What you have to do: In each of the rows below, swap "Target" for "Object" and reproduce the rows with nothing else altered.

[BEGIN Task material]

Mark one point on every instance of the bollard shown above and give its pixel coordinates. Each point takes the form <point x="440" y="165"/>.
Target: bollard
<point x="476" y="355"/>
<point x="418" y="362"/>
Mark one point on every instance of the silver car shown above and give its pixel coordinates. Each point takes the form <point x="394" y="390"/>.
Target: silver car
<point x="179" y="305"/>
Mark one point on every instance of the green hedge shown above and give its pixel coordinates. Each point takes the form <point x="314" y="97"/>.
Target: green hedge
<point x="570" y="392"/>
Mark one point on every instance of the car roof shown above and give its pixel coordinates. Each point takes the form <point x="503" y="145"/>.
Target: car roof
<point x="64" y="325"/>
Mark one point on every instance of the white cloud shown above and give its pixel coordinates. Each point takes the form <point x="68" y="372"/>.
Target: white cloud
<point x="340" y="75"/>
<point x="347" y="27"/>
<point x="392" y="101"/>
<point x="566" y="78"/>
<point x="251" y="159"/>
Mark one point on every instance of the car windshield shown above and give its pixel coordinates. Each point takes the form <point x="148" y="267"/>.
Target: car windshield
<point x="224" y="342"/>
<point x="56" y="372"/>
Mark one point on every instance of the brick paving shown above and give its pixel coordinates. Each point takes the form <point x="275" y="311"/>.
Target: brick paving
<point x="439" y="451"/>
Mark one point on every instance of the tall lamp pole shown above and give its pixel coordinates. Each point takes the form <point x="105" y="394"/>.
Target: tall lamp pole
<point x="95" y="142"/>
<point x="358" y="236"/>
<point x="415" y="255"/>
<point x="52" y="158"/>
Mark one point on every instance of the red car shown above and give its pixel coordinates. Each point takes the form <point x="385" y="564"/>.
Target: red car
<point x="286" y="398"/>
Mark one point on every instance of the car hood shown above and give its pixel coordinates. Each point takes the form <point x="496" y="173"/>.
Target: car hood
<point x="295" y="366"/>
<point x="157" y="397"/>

[END Task material]

Response to the exercise:
Mark one point on every instance of the bollard shown above and give its pixel coordinates. Each point takes the form <point x="440" y="165"/>.
Object: bollard
<point x="476" y="355"/>
<point x="418" y="362"/>
Mark one point on every instance of the silver car shown above and give its pixel coordinates. Each point takes the form <point x="394" y="390"/>.
Object: silver car
<point x="179" y="305"/>
Mark one point on every instance of the green hedge shown above and give its pixel coordinates. Each point takes the form <point x="314" y="97"/>.
Object: green hedge
<point x="570" y="392"/>
Mark one point on every instance of the car roof shown above and give its pixel coordinates. Each point takes the form <point x="503" y="145"/>.
Object: car roof
<point x="64" y="325"/>
Mark one point on every instance of the white cloud shown above and give its pixel coordinates. Each point takes the form <point x="68" y="372"/>.
Object: white cloud
<point x="340" y="75"/>
<point x="347" y="27"/>
<point x="392" y="101"/>
<point x="566" y="78"/>
<point x="251" y="159"/>
Mark one point on every instance of the car windshield shown above and give its pixel coordinates. Each point takes the form <point x="148" y="267"/>.
Object: car windshield
<point x="224" y="342"/>
<point x="56" y="372"/>
Mark one point on every instance of the brick paving shown above and give its pixel coordinates. Each point takes the form <point x="275" y="311"/>.
Object: brick paving
<point x="439" y="451"/>
Mark one point on every instance of the tall lamp pole shown above and give its pixel coordinates. Each point takes the form <point x="105" y="394"/>.
Object: tall lamp pole
<point x="95" y="142"/>
<point x="358" y="236"/>
<point x="415" y="255"/>
<point x="52" y="158"/>
Mark one point on every instance of the red car shown above and give its pixel coordinates. Each point takes the form <point x="385" y="564"/>.
Object: red car
<point x="286" y="398"/>
Mark one point on every instance of the car hood shown above and give its pixel coordinates. Each point takes the form <point x="496" y="173"/>.
Object: car hood
<point x="295" y="366"/>
<point x="157" y="397"/>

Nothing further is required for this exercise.